• What is needed:
Count how many lines in the items below contain the string "window" and give only that number.

• Dataset records:
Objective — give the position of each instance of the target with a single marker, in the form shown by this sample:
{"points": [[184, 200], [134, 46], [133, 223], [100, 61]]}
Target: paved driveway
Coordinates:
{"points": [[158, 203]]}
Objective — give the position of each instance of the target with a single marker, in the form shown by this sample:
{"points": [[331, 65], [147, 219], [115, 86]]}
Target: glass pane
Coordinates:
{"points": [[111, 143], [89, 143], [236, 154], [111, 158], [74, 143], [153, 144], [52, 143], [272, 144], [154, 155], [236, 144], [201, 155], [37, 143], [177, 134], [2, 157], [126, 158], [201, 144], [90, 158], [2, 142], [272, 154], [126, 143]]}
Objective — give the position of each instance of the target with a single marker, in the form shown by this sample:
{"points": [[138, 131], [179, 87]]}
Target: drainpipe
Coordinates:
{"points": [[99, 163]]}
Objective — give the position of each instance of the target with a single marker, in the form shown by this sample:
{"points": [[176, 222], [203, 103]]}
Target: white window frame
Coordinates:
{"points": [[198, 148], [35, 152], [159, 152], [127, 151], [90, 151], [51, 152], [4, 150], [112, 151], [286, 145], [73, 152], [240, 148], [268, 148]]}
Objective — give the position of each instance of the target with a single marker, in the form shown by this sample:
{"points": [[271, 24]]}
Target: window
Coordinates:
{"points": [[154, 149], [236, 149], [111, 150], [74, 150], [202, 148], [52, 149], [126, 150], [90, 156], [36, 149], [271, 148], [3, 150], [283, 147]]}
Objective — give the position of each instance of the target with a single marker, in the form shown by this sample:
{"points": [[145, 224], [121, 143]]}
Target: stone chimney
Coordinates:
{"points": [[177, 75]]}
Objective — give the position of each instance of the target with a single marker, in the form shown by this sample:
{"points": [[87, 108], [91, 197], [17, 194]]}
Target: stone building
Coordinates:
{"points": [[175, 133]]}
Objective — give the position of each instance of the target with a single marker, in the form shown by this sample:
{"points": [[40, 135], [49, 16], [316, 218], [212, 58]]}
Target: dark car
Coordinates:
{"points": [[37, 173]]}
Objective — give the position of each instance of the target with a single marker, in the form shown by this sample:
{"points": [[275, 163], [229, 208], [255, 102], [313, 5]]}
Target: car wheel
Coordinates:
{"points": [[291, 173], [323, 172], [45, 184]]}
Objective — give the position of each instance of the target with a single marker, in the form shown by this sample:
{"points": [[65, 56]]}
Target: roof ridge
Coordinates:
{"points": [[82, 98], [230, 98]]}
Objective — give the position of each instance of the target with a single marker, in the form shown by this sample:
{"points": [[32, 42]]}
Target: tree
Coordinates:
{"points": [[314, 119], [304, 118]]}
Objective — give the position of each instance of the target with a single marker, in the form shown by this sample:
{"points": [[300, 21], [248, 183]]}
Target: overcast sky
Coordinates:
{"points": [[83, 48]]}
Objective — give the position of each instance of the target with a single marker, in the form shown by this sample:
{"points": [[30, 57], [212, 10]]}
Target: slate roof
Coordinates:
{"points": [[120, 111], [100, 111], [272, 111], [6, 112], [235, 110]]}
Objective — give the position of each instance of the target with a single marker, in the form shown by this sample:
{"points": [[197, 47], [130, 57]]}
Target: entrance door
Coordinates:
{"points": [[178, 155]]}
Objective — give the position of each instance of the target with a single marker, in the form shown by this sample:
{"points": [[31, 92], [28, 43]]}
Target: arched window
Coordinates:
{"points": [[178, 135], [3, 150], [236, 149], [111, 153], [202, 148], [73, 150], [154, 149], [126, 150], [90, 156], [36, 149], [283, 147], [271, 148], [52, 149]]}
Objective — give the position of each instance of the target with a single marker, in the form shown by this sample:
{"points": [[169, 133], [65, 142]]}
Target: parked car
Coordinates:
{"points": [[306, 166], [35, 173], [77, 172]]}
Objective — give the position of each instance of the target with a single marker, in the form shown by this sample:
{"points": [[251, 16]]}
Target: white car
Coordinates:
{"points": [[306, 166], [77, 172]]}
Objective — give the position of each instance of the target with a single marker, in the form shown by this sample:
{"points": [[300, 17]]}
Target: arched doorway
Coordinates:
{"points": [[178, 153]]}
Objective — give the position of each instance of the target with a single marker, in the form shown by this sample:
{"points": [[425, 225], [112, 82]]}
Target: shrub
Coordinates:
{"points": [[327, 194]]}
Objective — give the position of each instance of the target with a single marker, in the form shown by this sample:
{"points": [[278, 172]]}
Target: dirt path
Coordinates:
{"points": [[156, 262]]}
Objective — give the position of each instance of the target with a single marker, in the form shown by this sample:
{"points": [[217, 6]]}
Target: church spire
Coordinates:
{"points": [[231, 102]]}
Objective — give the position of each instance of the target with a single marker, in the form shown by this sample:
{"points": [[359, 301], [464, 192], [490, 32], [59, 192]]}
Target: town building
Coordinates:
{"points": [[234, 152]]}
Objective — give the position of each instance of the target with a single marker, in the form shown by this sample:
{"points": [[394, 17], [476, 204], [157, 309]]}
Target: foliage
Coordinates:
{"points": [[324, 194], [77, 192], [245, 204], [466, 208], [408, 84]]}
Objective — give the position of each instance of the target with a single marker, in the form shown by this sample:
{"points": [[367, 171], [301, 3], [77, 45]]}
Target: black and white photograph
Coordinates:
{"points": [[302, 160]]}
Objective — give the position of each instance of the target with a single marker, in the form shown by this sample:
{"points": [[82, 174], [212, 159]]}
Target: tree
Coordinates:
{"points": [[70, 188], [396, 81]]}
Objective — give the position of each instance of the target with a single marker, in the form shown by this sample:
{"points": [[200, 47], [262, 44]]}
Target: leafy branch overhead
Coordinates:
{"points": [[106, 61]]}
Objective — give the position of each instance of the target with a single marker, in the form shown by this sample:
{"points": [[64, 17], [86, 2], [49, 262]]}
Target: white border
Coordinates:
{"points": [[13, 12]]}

• Written answer:
3